**Task objective**
Which of the lines below mention the word "target"? Pull each one out.

(Dataset entries)
*-*-*

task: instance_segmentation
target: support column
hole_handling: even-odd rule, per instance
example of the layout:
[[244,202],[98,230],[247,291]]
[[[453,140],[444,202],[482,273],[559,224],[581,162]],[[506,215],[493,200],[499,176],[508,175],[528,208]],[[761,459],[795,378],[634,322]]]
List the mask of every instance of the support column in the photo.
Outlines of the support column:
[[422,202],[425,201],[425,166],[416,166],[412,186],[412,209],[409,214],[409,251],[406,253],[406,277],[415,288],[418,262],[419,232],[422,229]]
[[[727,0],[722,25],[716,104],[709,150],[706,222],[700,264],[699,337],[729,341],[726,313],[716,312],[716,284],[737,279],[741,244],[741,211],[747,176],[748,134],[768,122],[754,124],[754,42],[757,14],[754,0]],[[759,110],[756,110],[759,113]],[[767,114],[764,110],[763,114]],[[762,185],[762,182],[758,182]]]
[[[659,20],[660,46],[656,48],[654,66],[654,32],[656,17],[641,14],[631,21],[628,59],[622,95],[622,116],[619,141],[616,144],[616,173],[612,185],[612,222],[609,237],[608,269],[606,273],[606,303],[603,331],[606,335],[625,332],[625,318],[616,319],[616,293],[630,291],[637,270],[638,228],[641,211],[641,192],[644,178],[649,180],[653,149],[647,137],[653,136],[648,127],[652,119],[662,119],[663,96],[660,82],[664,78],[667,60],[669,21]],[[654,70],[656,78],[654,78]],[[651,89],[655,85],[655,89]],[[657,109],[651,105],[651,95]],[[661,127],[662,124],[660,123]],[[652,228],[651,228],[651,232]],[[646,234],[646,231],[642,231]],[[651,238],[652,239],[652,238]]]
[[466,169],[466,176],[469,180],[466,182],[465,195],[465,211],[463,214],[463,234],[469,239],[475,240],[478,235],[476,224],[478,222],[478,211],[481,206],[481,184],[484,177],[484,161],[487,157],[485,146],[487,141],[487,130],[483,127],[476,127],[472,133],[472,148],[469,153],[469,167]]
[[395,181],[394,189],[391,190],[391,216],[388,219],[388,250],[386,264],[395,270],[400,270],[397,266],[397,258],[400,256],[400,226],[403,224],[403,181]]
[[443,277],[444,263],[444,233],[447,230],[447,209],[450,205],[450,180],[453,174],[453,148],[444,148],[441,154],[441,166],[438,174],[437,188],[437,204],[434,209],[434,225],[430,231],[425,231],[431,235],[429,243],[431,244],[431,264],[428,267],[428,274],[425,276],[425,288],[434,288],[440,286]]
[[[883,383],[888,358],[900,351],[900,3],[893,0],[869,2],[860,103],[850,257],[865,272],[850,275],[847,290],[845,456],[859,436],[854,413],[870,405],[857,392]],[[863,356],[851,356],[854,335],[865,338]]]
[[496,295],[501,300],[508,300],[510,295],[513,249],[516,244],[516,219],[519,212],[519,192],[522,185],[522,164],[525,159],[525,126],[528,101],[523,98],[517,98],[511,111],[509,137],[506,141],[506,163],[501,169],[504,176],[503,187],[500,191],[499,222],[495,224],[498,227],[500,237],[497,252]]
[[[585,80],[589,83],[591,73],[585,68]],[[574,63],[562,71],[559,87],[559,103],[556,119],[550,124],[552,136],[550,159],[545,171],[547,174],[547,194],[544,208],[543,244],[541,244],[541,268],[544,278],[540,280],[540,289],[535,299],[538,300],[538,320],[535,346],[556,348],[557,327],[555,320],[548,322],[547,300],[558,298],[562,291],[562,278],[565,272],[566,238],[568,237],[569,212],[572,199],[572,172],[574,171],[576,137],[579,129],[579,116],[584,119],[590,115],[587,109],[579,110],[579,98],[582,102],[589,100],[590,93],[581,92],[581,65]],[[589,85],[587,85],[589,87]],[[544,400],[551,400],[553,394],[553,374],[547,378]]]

*-*-*

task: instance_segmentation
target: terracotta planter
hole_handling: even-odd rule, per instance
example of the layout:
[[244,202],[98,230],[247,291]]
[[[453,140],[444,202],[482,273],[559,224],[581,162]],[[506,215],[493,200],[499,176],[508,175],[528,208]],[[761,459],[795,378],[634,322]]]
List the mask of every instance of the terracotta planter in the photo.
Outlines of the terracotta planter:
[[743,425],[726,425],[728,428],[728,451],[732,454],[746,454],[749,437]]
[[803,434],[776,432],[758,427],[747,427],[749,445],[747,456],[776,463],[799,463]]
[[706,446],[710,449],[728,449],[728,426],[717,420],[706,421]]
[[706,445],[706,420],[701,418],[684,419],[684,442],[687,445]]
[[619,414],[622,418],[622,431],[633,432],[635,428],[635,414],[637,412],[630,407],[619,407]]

*-*-*

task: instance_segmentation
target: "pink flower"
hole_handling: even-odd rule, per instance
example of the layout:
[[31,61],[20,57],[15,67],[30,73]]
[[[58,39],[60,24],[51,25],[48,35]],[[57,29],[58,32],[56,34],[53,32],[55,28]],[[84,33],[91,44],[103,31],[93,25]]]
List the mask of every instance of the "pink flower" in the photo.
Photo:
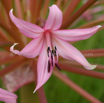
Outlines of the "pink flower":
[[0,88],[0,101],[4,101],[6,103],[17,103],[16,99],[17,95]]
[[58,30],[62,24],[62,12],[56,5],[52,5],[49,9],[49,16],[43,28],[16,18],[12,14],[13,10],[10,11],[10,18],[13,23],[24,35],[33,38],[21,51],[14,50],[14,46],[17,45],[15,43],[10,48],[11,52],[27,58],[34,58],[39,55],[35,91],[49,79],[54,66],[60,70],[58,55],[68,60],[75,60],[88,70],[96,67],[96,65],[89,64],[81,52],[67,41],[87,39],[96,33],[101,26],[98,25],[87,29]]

*-*-*

**Solution to this task**
target: support column
target: terracotta planter
target: "pink flower"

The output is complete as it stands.